» **Obiettivo A**: In base all'articolo riportato qui sotto, indica se ciascuna affermazione è corretta: (i) Chiamate Roma 3131 nacque su Rai Radio 2; (ii) Pierluigi Diaco condusse 3131 dal 2001 al 2008; (iii) Non stop news va in onda dalle 6 alle 9. Per ognuna rispondi sì o no e cita tra virgolette le parole dell'articolo che lo stabiliscono.

» **Testo citato**:
10 gennaio 2019 - 23:40

Diaco: il bello di svegliarsi alle 5 per dare il buongiorno agli italiani

50 anni fa, il 7 gennaio 1969, la radio apriva i microfoni agli ascoltatori, con «Chiamate Roma 3131». Il suo ultimo conduttore non ha smesso di rispondere al telefono in diretta e qui racconta che aria tira e i retroscena delle interviste a Salvini, Di Maio e..

di Candida Morvillo

Diaco: il bello di svegliarsi alle 5 per dare il buongiorno agli italiani Pierluigi Diaco
shadow

Cinquant’anni fa, il 7 gennaio 1969, su Rai Radio 2, nasceva Chiamate Roma 3131, il primo programma radiofonico aperto all’intervento in diretta degli ascoltatori. L’aveva ideato Luciano Rispoli, non c’era Internet né i social, era la prima volta che la gente comune poteva dire la sua su un mezzo di comunicazione di massa, in una trasmissione con punte di dieci milioni di ascoltatori. L’ultimo conduttore di quella che nel frattempo era diventata 3131 è stato, dal 2001 al 2006, Pierluigi Diaco, che ora ha 41 anni e, alle spalle, ha 27 anni di radio. Dal lunedì alla giovedì, su Rtl 102.5, con Fulvio Giuliani e Giusi Legrenzi, conduce Non stop news, dalle 6 alle 9, la storica fascia oraria di 3131 e, oggi, come allora, dà voce agli ascoltatori, sente l’aria che tira nel Paese. «Quando Sergio Valzania mi chiese di riprendere in mano quel marchio, ero poco più che ventenne, lo considerai un onore ma forse non avevo la consapevolezza e la maturità di capire cosa mi era stato affidato», racconta Diaco a Liberi Tutti.

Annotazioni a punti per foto
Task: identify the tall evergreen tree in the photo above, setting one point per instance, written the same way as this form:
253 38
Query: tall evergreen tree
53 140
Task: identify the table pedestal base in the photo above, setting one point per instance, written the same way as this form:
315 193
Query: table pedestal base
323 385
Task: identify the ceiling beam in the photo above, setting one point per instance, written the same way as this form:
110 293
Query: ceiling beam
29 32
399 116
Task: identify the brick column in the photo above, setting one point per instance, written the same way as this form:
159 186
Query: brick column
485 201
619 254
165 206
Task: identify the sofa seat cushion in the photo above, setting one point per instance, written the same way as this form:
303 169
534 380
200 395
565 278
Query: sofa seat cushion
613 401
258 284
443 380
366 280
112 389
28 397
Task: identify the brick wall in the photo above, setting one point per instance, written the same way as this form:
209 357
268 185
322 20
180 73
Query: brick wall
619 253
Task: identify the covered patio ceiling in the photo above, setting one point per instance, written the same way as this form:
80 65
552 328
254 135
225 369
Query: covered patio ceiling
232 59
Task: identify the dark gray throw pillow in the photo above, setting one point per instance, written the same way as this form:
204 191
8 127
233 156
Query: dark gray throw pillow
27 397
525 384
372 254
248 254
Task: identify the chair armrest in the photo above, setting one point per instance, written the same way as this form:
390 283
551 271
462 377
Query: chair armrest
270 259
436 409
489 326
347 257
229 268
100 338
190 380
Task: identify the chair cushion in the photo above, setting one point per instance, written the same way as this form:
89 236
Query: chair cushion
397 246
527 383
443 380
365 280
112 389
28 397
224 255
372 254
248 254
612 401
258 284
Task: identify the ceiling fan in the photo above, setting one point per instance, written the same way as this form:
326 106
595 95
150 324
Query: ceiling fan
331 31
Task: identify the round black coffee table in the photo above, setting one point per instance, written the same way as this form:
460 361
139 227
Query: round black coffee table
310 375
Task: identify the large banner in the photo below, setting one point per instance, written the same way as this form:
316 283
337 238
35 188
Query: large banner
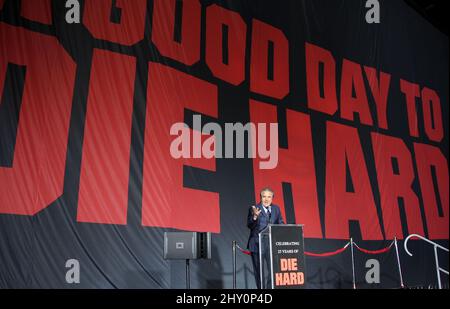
121 120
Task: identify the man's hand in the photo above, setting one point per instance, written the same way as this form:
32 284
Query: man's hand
256 212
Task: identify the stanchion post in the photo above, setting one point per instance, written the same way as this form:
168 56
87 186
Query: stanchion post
398 262
353 264
234 264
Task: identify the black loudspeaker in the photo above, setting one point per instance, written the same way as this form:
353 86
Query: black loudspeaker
204 245
187 245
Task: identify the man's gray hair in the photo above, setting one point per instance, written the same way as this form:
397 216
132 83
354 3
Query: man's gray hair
267 189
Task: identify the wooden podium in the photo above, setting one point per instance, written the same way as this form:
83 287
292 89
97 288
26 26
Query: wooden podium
281 256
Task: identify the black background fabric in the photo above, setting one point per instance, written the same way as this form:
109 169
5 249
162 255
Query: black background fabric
34 249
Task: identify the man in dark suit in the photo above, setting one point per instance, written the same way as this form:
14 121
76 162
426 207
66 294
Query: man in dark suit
258 218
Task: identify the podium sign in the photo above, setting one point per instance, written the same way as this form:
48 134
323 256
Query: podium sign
282 260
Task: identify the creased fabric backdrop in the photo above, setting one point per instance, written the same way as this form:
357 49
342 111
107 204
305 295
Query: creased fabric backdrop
86 111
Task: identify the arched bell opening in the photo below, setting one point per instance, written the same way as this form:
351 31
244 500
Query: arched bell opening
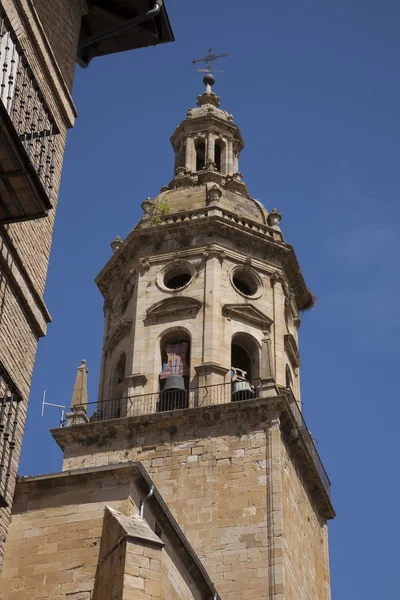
200 148
175 371
289 378
244 366
180 156
113 407
219 151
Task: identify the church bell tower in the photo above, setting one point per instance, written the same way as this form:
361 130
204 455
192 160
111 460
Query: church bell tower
200 375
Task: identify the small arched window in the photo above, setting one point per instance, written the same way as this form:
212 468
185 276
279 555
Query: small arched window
245 364
113 408
180 156
219 147
175 371
289 378
200 154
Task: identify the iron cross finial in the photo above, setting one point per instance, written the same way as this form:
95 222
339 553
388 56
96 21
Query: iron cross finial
209 59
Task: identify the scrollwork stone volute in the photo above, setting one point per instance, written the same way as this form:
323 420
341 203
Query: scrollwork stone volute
277 278
214 193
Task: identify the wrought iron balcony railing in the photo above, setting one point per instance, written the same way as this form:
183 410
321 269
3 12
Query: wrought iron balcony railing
212 395
9 409
28 135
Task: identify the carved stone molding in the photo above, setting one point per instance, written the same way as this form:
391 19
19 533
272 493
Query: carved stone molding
173 308
134 380
248 313
118 331
207 368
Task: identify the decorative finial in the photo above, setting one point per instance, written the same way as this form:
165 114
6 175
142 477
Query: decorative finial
274 219
209 79
116 244
79 395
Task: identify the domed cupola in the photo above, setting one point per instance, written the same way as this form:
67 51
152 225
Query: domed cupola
207 145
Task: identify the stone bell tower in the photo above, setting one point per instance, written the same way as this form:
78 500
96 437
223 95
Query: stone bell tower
200 373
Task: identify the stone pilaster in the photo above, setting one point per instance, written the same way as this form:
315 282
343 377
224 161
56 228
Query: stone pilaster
190 167
274 507
210 150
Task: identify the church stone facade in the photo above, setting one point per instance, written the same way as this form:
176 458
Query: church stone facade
40 43
200 392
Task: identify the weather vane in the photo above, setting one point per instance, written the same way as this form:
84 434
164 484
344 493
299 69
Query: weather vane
209 59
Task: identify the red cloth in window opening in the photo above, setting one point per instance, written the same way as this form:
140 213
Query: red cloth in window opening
177 360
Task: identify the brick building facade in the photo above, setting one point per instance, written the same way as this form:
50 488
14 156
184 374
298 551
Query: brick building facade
39 44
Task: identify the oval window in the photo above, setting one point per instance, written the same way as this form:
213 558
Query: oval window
245 282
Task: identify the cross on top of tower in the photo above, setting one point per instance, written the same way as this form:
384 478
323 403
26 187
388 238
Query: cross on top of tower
209 79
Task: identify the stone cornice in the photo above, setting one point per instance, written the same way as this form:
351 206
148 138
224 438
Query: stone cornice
257 410
247 312
48 62
207 368
180 306
216 224
199 125
19 280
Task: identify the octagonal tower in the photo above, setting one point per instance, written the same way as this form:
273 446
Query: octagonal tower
200 373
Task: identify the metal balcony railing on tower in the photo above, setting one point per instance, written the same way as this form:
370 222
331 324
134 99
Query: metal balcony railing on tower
206 396
9 409
28 135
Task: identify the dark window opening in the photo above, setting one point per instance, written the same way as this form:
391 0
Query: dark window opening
217 157
200 155
244 282
175 282
241 360
289 379
174 377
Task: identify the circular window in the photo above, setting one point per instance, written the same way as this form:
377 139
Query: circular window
176 276
245 281
175 281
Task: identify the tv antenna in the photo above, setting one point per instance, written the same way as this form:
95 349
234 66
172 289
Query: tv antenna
209 59
59 406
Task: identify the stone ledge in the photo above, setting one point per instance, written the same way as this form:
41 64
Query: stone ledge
98 434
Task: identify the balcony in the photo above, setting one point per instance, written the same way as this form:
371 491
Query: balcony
293 423
9 409
28 135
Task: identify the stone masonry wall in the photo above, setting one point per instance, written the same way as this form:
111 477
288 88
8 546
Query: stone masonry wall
53 551
235 491
212 475
304 538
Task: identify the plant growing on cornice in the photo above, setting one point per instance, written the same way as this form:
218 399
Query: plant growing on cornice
154 210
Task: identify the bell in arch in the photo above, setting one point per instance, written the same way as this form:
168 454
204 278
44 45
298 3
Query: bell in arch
174 394
241 388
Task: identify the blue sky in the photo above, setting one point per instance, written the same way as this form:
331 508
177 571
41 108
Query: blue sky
314 87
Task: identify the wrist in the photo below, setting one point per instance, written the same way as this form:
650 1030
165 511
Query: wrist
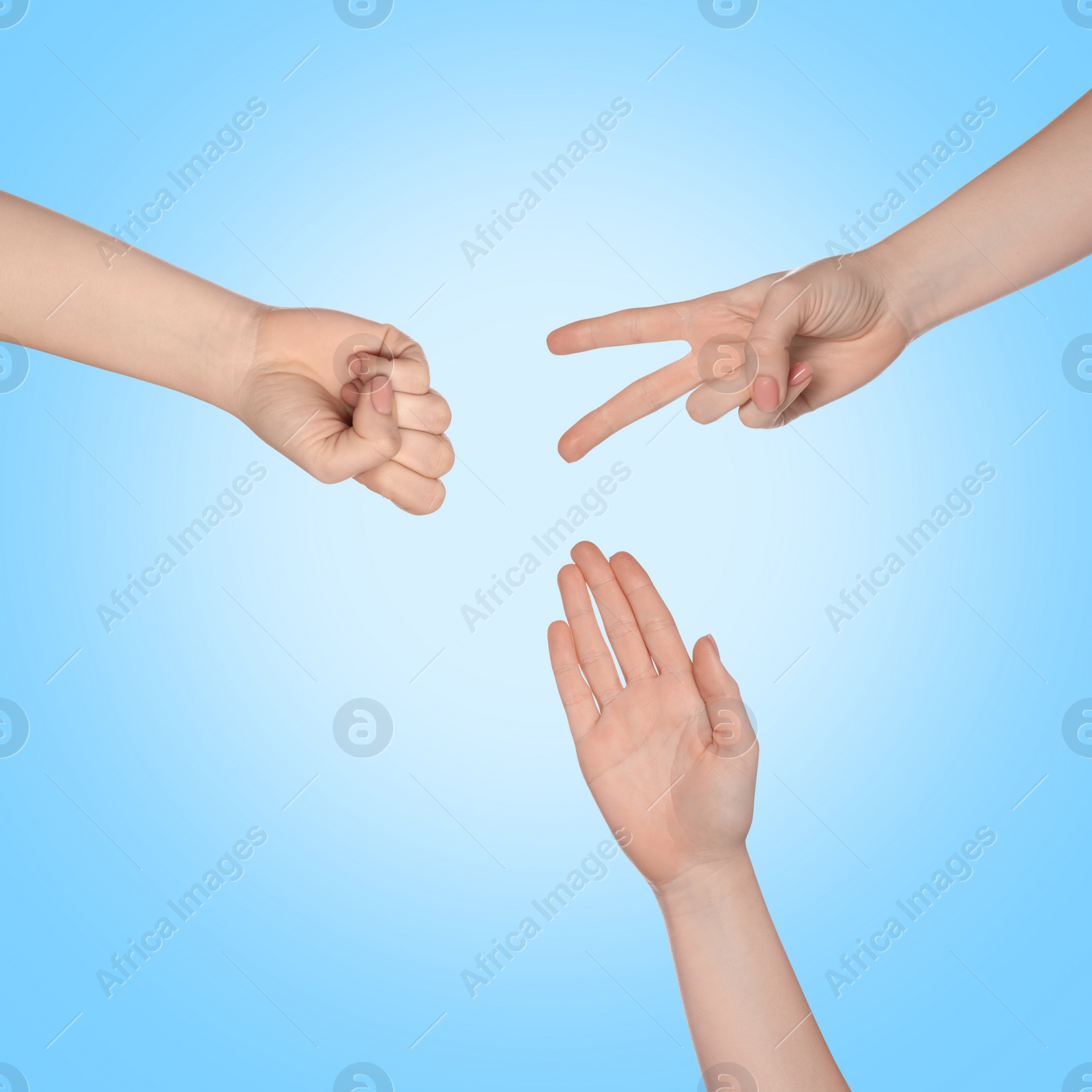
910 289
232 351
704 888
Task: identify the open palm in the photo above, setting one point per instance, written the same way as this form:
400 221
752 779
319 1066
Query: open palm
775 347
671 758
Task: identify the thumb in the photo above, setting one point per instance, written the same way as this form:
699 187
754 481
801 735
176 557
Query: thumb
732 733
782 314
375 436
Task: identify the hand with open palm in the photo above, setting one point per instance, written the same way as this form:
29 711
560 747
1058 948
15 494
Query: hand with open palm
775 347
670 757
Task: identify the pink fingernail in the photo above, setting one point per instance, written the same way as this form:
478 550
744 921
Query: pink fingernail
382 394
767 394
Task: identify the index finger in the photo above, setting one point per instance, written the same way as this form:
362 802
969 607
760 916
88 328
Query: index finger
631 327
642 398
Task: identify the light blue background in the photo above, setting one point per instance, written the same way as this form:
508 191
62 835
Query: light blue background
885 748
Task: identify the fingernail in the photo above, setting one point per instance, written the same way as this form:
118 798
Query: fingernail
382 396
800 373
767 394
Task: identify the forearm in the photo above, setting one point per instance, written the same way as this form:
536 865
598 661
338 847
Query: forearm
742 998
71 291
1026 218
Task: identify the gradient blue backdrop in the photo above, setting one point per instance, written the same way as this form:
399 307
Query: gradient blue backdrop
207 711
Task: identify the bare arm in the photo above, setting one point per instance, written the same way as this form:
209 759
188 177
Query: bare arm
671 759
789 343
1020 221
338 394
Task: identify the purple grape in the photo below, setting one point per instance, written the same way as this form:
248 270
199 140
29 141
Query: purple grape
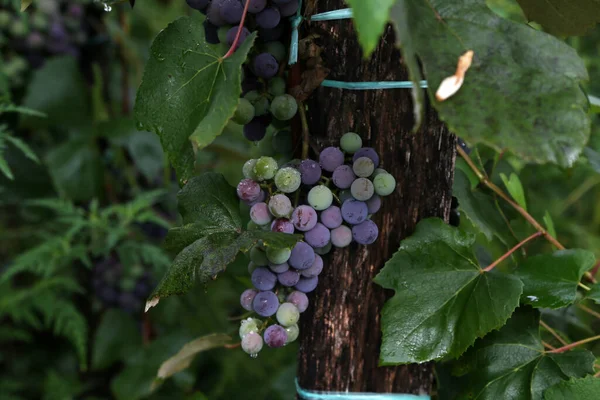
275 336
374 204
332 217
265 66
331 158
341 236
198 4
256 129
354 211
298 299
263 279
311 172
289 9
302 257
256 6
288 278
304 218
282 225
314 269
279 268
365 233
231 11
343 176
247 298
265 304
318 236
248 190
268 18
231 33
368 152
307 285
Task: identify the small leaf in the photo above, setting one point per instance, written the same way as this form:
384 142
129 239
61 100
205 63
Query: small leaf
510 364
443 301
188 93
563 17
575 389
185 356
515 188
550 280
370 19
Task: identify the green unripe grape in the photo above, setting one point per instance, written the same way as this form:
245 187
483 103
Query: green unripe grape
265 168
249 325
288 180
293 333
320 197
284 107
385 184
277 86
244 113
258 256
350 142
278 256
248 169
277 50
287 314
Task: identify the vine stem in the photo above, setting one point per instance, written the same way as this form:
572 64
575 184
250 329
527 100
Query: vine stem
574 344
553 333
508 253
239 32
489 184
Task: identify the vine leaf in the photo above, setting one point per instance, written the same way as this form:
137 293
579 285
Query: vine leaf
563 17
511 364
522 91
211 235
443 301
189 91
574 389
550 280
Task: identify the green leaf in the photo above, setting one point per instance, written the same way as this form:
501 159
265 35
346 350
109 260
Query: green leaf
211 235
550 280
370 19
443 301
185 356
515 188
117 337
563 17
575 389
522 91
511 364
188 93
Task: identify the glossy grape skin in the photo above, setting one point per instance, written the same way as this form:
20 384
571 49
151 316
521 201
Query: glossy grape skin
365 232
299 299
343 176
310 171
341 236
354 211
304 218
318 236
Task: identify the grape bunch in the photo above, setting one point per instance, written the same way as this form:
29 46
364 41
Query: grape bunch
264 100
329 202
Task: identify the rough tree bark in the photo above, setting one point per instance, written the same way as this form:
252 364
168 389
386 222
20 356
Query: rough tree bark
341 336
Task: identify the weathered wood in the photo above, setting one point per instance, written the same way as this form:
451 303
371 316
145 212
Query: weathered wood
340 332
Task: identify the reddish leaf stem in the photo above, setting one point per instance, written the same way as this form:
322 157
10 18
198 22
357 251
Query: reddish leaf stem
239 32
574 344
508 253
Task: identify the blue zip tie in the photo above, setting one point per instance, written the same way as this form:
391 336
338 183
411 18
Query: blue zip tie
371 85
314 395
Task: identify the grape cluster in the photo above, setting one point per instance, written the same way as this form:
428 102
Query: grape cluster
264 100
329 202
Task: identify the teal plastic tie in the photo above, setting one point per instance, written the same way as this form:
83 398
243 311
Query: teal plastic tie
314 395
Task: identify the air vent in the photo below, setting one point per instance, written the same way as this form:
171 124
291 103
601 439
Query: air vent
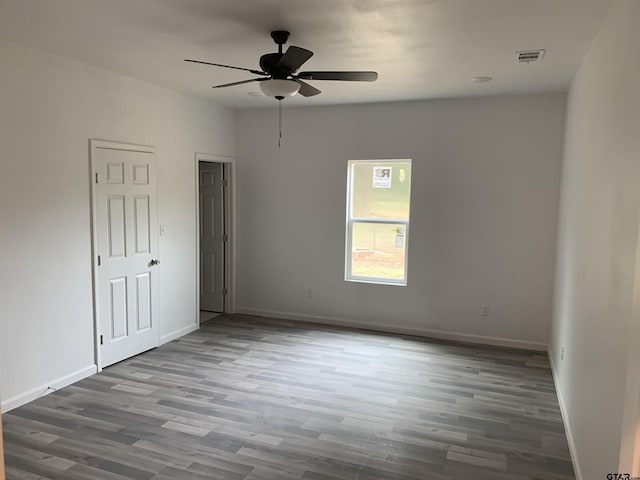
530 56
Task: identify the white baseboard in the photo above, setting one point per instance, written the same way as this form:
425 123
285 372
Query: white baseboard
442 335
26 397
565 419
178 333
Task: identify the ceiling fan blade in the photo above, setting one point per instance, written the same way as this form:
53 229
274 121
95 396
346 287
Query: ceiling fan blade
257 72
307 90
238 83
345 76
293 58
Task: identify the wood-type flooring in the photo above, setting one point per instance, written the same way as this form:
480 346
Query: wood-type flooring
260 399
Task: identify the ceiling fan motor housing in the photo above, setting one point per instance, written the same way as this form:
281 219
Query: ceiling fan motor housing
269 64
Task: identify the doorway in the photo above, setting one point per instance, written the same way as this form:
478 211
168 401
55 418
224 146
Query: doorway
215 235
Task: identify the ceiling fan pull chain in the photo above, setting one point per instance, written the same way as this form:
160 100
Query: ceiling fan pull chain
279 121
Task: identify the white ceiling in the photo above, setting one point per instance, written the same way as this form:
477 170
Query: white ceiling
420 48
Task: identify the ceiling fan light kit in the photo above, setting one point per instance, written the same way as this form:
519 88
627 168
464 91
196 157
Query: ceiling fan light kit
279 88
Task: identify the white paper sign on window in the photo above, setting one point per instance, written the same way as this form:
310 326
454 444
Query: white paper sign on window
381 177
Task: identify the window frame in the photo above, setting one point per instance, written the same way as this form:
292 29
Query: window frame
351 220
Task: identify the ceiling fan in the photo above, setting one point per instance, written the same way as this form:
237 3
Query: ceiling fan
278 76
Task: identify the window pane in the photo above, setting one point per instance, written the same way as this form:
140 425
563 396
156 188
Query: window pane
378 250
381 190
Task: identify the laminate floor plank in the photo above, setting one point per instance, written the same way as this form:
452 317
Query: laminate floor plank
248 398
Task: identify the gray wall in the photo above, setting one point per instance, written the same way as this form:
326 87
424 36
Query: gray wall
50 108
596 315
486 175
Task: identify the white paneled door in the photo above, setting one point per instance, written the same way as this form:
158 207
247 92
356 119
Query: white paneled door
212 236
126 243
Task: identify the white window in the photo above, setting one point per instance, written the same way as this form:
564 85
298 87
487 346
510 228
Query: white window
378 204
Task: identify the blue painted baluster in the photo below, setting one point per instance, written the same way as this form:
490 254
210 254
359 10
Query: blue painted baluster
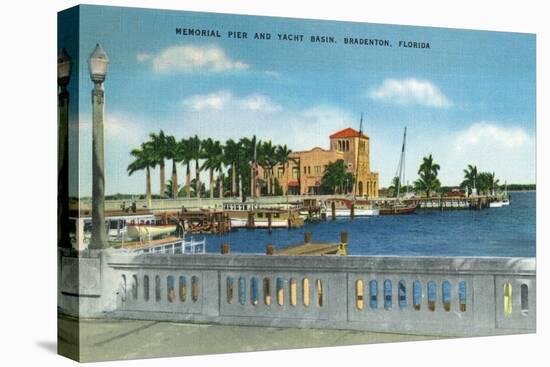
432 295
462 294
402 294
373 292
446 295
242 290
387 294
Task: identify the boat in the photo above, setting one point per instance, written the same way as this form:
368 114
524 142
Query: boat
399 206
252 215
341 207
149 230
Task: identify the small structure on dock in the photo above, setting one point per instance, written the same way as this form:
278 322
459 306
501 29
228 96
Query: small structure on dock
310 248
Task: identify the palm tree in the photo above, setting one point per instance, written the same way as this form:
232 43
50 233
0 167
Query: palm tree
195 151
186 158
173 152
268 159
159 144
144 158
470 178
283 157
231 152
427 172
212 151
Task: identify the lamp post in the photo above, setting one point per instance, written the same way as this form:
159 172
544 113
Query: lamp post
63 77
98 70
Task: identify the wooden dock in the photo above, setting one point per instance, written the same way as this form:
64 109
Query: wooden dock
309 248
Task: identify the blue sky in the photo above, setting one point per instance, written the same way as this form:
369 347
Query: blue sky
469 99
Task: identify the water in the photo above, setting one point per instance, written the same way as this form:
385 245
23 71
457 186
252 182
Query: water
506 231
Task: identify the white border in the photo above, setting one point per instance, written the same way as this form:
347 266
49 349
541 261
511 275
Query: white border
28 183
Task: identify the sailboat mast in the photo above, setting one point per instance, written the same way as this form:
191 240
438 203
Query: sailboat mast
402 163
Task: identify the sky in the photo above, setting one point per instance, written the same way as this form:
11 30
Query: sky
468 99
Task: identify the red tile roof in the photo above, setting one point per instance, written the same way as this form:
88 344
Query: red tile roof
348 133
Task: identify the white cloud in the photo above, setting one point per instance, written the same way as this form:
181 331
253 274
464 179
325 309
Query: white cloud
488 134
189 58
409 92
224 99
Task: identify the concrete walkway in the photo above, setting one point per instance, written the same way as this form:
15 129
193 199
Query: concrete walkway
102 340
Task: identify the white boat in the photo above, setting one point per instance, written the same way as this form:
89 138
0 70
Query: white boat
342 208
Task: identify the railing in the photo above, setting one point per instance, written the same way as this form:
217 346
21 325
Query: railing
432 296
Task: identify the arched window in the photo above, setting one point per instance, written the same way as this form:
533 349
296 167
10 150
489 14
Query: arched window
293 292
146 287
183 288
267 291
195 288
446 295
254 291
373 293
359 289
432 295
305 291
417 295
229 289
170 291
387 294
242 290
462 295
402 294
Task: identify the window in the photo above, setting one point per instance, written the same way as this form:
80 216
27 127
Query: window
146 287
359 288
462 296
280 292
267 291
195 288
170 291
183 288
446 295
432 295
373 292
293 292
319 286
524 299
242 290
305 284
417 295
229 289
157 288
507 299
254 291
402 294
134 286
387 294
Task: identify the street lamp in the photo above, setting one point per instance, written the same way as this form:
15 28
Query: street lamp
98 63
63 77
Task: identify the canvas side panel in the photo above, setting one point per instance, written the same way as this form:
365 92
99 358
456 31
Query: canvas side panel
68 166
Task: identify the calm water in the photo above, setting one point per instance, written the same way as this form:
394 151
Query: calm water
507 231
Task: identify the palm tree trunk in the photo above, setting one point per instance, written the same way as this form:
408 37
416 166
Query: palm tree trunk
211 183
220 187
233 179
188 180
197 179
174 181
162 179
148 187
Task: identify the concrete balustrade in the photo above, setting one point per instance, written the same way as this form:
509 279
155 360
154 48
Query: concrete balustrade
446 296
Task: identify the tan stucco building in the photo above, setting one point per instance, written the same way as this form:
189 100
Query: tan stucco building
306 168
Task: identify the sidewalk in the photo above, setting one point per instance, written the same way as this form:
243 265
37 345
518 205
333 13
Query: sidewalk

» **Obiettivo B**: Raccogli tutte le righe dei record che contengono la parola "hand". Maiuscole e minuscole contano.

» **Risposta A**:
(i) Sì: «il 7 gennaio 1969, su Rai Radio 2, nasceva Chiamate Roma 3131».
(ii) No: «è stato, dal 2001 al 2006, Pierluigi Diaco».
(iii) Sì: «conduce Non stop news, dalle 6 alle 9».

» **Risposta B**:
Task: identify the man's hand in the photo above, setting one point per instance, written the same way as this form:
Query: man's hand
Task: identify the hand with open palm in the photo above, setting one point per instance, written the same way as this form:
Query: hand with open palm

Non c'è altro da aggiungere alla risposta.